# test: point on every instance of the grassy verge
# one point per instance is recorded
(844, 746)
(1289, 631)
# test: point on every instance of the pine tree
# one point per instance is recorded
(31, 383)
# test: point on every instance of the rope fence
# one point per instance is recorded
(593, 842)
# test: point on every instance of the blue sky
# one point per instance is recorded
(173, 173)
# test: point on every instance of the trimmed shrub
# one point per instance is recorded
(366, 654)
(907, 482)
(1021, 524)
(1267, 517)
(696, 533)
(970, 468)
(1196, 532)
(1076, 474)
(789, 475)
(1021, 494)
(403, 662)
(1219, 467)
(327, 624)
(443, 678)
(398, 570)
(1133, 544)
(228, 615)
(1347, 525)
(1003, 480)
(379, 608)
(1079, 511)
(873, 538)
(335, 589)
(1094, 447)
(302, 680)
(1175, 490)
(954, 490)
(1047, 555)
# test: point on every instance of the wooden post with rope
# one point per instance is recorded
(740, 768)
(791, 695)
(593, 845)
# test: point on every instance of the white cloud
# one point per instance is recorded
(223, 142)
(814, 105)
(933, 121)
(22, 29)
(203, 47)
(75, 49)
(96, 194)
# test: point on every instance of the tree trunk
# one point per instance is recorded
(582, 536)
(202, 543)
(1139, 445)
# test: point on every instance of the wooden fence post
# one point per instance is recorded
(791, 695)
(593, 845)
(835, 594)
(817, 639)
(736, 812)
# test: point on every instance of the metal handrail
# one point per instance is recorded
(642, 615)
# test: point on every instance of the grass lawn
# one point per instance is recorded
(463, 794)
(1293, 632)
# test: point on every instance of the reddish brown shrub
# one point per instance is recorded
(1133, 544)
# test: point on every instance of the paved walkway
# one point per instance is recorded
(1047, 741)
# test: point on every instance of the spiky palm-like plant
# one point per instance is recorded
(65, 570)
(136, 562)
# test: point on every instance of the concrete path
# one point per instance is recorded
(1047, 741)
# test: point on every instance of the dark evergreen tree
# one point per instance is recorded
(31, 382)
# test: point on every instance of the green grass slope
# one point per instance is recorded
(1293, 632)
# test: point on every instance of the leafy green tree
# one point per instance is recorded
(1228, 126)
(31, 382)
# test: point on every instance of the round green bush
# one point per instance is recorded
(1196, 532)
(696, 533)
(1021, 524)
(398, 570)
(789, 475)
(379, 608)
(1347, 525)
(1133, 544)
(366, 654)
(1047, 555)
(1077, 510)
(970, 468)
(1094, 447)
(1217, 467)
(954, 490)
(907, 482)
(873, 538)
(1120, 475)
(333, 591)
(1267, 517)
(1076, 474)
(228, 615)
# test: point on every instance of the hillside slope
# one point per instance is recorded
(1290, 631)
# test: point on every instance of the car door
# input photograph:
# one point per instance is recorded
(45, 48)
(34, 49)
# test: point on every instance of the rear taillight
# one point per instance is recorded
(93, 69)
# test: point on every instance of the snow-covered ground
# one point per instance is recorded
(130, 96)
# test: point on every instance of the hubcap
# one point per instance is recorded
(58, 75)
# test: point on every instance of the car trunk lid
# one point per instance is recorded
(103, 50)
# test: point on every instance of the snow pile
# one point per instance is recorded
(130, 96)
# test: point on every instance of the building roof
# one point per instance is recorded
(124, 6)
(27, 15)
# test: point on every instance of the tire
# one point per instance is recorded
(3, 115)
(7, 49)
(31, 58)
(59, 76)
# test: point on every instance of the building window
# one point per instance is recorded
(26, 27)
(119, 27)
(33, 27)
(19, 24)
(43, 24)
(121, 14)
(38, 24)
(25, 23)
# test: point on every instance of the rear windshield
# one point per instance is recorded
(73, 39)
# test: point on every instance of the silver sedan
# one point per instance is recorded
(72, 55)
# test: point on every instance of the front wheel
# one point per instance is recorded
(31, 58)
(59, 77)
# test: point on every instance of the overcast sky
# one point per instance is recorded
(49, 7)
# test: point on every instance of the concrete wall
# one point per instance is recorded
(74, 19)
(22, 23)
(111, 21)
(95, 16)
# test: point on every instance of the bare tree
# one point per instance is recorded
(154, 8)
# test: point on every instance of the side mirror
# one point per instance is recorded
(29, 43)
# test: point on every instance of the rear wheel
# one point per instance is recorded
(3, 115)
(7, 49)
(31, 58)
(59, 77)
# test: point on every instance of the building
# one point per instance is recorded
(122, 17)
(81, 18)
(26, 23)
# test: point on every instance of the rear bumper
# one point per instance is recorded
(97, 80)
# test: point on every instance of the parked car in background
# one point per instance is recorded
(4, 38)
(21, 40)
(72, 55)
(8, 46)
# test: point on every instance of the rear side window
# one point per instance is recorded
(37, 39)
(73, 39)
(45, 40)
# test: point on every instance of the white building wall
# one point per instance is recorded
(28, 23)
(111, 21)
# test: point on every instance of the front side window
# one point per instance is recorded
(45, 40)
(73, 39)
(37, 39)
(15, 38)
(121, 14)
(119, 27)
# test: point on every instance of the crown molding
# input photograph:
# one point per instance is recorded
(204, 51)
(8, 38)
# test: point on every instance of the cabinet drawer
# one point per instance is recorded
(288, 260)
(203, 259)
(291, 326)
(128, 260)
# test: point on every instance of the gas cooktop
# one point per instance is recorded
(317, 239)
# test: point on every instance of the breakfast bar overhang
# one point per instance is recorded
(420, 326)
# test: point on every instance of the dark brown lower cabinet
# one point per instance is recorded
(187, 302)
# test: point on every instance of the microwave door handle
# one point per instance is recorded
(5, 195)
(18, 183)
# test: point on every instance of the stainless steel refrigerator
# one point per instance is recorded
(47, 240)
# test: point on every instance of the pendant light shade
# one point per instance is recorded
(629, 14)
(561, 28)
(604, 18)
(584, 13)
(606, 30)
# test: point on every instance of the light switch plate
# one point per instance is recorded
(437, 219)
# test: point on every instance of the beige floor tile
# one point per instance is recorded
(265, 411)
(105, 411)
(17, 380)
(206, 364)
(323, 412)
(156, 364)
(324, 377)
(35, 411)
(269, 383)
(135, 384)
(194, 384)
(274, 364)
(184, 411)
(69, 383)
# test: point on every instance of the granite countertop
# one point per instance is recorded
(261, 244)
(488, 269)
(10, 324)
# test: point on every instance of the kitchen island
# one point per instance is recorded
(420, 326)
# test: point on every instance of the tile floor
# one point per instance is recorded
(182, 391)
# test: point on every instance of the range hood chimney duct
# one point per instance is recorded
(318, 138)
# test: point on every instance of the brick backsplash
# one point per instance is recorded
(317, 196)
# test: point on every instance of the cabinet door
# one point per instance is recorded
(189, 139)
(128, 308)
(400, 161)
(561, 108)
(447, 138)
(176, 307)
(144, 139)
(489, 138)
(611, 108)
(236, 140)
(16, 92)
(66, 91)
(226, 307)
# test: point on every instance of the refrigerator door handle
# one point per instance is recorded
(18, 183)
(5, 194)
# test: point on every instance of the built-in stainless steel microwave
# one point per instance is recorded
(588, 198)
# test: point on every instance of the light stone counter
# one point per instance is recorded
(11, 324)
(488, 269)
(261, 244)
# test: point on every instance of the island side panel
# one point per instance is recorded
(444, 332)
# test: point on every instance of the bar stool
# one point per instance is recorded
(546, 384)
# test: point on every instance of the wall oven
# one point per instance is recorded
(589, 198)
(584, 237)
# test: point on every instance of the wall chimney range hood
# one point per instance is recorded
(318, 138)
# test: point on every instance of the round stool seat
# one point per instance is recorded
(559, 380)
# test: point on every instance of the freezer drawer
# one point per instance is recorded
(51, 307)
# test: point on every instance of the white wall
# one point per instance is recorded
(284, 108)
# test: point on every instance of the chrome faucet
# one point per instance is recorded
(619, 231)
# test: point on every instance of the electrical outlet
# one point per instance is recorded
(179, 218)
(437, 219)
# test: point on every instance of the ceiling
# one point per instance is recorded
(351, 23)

### Instruction:
Write out the full listing exactly as given.

### Exercise output:
# test: point on every instance of the grassy verge
# one point per instance is recorded
(844, 746)
(1289, 631)
# test: point on every instance of the pine tree
# one point per instance is recorded
(31, 383)
# test: point on every instance of the rope fence
# one point per instance is recorded
(593, 842)
# test: point on every instance of the blue sky
# one point per instance is recorded
(173, 173)
# test: point on every instance of the trimmed shrub
# one point per instance is recorded
(366, 654)
(907, 482)
(1021, 524)
(1267, 517)
(696, 533)
(970, 468)
(1196, 532)
(1076, 474)
(789, 475)
(1021, 494)
(403, 662)
(1219, 467)
(327, 624)
(443, 678)
(398, 570)
(1133, 544)
(228, 615)
(1347, 525)
(1003, 480)
(379, 608)
(1079, 511)
(873, 538)
(335, 589)
(1094, 447)
(302, 680)
(1175, 490)
(954, 490)
(1047, 555)
# test: point on every instance of the wooden post with rope
# one point per instance is recorded
(740, 768)
(791, 695)
(593, 845)
# test: point on every instance of the white cloud
# one point per instance is recorded
(223, 142)
(814, 105)
(933, 121)
(22, 29)
(203, 47)
(75, 49)
(96, 194)
# test: point on every instance of the tree trunk
# one point per instance is recorded
(582, 536)
(202, 543)
(1139, 445)
# test: point on every instance of the wooden fence post
# one point per instance is recorded
(791, 695)
(593, 845)
(835, 594)
(817, 639)
(736, 812)
# test: point on every instance of the metal handrail
# one point per instance is recorded
(642, 615)
# test: point on every instance of the grass lawn
# one point per instance is recorded
(463, 794)
(1293, 632)
# test: point on every instance of the reddish brown shrub
# one point per instance is recorded
(1133, 544)
# test: point on every instance of the paved walkway
# one point per instance is recorded
(1047, 741)
# test: point on every instance of the spiky palm-like plant
# one point per instance is recorded
(65, 570)
(136, 562)
# test: point on every instance of the concrete path
# one point per instance is recorded
(1047, 741)
# test: point on every instance of the dark evergreen tree
# one point per instance is recorded
(31, 382)
# test: point on every instance of the green grass slope
# one point per instance is recorded
(1293, 632)
# test: point on every instance of the leafy green tree
# one point per instance is recorded
(1228, 126)
(31, 382)
# test: point on every instance of the round green bush
# one point per instance is recorded
(1196, 532)
(696, 533)
(1021, 524)
(398, 570)
(789, 475)
(379, 608)
(1347, 525)
(1133, 544)
(366, 654)
(1047, 555)
(1077, 510)
(970, 468)
(1094, 447)
(1217, 467)
(954, 490)
(907, 482)
(873, 538)
(1120, 475)
(333, 591)
(1267, 517)
(1076, 474)
(228, 615)
# test: point on every instance of the hillside slope
# one point per instance is recorded
(1290, 631)
# test: point on every instance of the car door
# input photograph:
# one point per instance is recorded
(45, 48)
(34, 49)
# test: point on every instance of the rear taillight
# one point per instance is recorded
(93, 69)
# test: point on every instance of the snow-covered ground
# one point per instance is recorded
(130, 96)
# test: point on every instance of the hubcap
# one point per instance is recorded
(58, 75)
# test: point on every instance of the car trunk lid
# one point per instance is recorded
(103, 50)
# test: point on every instance of the snow pile
# one point per instance is recorded
(130, 96)
# test: point on every instance of the building roof
# one point per instance is recorded
(124, 6)
(27, 15)
# test: point on every instance of the tire
# one point per instance is recorded
(3, 115)
(7, 49)
(31, 58)
(59, 76)
# test: point on every instance of the building window
# one point per instance is recorded
(26, 27)
(119, 27)
(33, 27)
(19, 24)
(43, 24)
(121, 14)
(38, 24)
(25, 23)
# test: point on every instance of the rear windshield
# one point per instance is recorded
(73, 39)
# test: point on every instance of the silver sedan
# one point per instance is recorded
(72, 55)
# test: point on every instance of the front wheel
# one point per instance is recorded
(31, 58)
(59, 77)
# test: point on every instance of the overcast sky
# one point per instance is recorded
(49, 7)
# test: point on every instance of the concrete wall
# one point per instance is recorded
(74, 19)
(22, 23)
(111, 21)
(95, 16)
# test: point on every instance of the bare tree
# one point per instance is recorded
(154, 8)
# test: point on every instance of the side mirror
# one point per instance is recorded
(29, 43)
# test: point on every instance of the rear wheel
# one point per instance is recorded
(3, 115)
(7, 49)
(31, 58)
(59, 77)
# test: point on every instance of the building
# one point per instance is recorded
(122, 17)
(81, 18)
(26, 23)
# test: point on every instance of the rear bumper
# one point per instance is recorded
(97, 80)
# test: point on every instance of the parked car in background
# one point per instance is recorded
(4, 38)
(21, 40)
(72, 55)
(8, 46)
# test: point on every instance of the rear side window
# one point per instance is recorded
(37, 39)
(73, 39)
(45, 40)
# test: point on every instance of the white building wall
# one point per instance is recorded
(28, 23)
(111, 21)
# test: point on every instance of the front side window
# one point per instance is recorded
(45, 40)
(73, 39)
(37, 39)
(15, 38)
(121, 14)
(119, 27)
# test: point on every instance of the crown molding
# input photograph:
# one point per instance is recorded
(204, 51)
(8, 38)
# test: point on every instance of the cabinet drawer
# one point per instance is recorded
(288, 260)
(203, 259)
(291, 326)
(128, 260)
# test: point on every instance of the gas cooktop
# one point per instance is recorded
(317, 239)
# test: point on every instance of the breakfast bar overhang
# one point per instance is recorded
(420, 326)
# test: point on every instance of the dark brown lower cabinet
# one point per instance is recorded
(187, 302)
# test: point on every instance of the microwave door handle
# one point per instance is recorded
(5, 195)
(18, 183)
# test: point on every instance of the stainless steel refrigerator
# one point per instance is recorded
(47, 240)
# test: point on every instance of the pendant light shade
# one point per instance is recorded
(629, 14)
(561, 28)
(604, 18)
(584, 13)
(606, 30)
# test: point on every instance of the light switch plate
# one point per instance is recorded
(437, 219)
# test: point on every instance of the beige floor tile
# one point per instance is recorded
(265, 411)
(105, 411)
(17, 380)
(206, 364)
(323, 412)
(156, 364)
(324, 377)
(35, 411)
(269, 383)
(135, 384)
(194, 384)
(274, 364)
(184, 411)
(69, 383)
# test: point on every instance of the granite countertop
# one point per instance is recorded
(261, 244)
(488, 269)
(10, 324)
# test: point on every instance of the kitchen island
# one point per instance is recorded
(420, 326)
# test: point on every instance of the tile floor
# one point per instance is recorded
(182, 391)
# test: point on every instance of the range hood chimney duct
# one point per instance is recorded
(318, 138)
# test: point on every instance of the brick backsplash
# one point per instance is recorded
(317, 196)
# test: point on every instance of the cabinet door
# one point per instance is recorded
(189, 139)
(128, 308)
(400, 161)
(561, 108)
(447, 138)
(176, 307)
(144, 139)
(489, 138)
(611, 108)
(236, 140)
(16, 92)
(66, 91)
(226, 307)
# test: point on every instance of the refrigerator door handle
# one point per instance is recorded
(18, 183)
(5, 194)
# test: point on every instance of the built-in stainless steel microwave
# one point per instance is recorded
(588, 198)
# test: point on every instance of the light stone counter
# one point per instance is recorded
(11, 324)
(488, 269)
(261, 244)
# test: point on every instance of the island side panel
# one point per instance is recorded
(444, 332)
# test: point on every instance of the bar stool
# one point per instance is recorded
(546, 384)
# test: point on every instance of the wall oven
# one point per instance is recorded
(589, 198)
(584, 237)
# test: point on every instance of the wall chimney range hood
# one point per instance is recorded
(318, 138)
# test: point on every instance of the round stool seat
# one point per instance is recorded
(559, 380)
# test: point on every instance of the freezer drawer
# one point per instance is recorded
(51, 307)
# test: point on every instance of the white wall
# one point per instance is recorded
(284, 108)
# test: point on every instance of the chrome faucet
# one point per instance is recorded
(619, 231)
# test: point on every instance of the electrical outlet
# one point per instance is recorded
(179, 218)
(437, 219)
# test: point on every instance of the ceiling
# one point per instance is recorded
(351, 23)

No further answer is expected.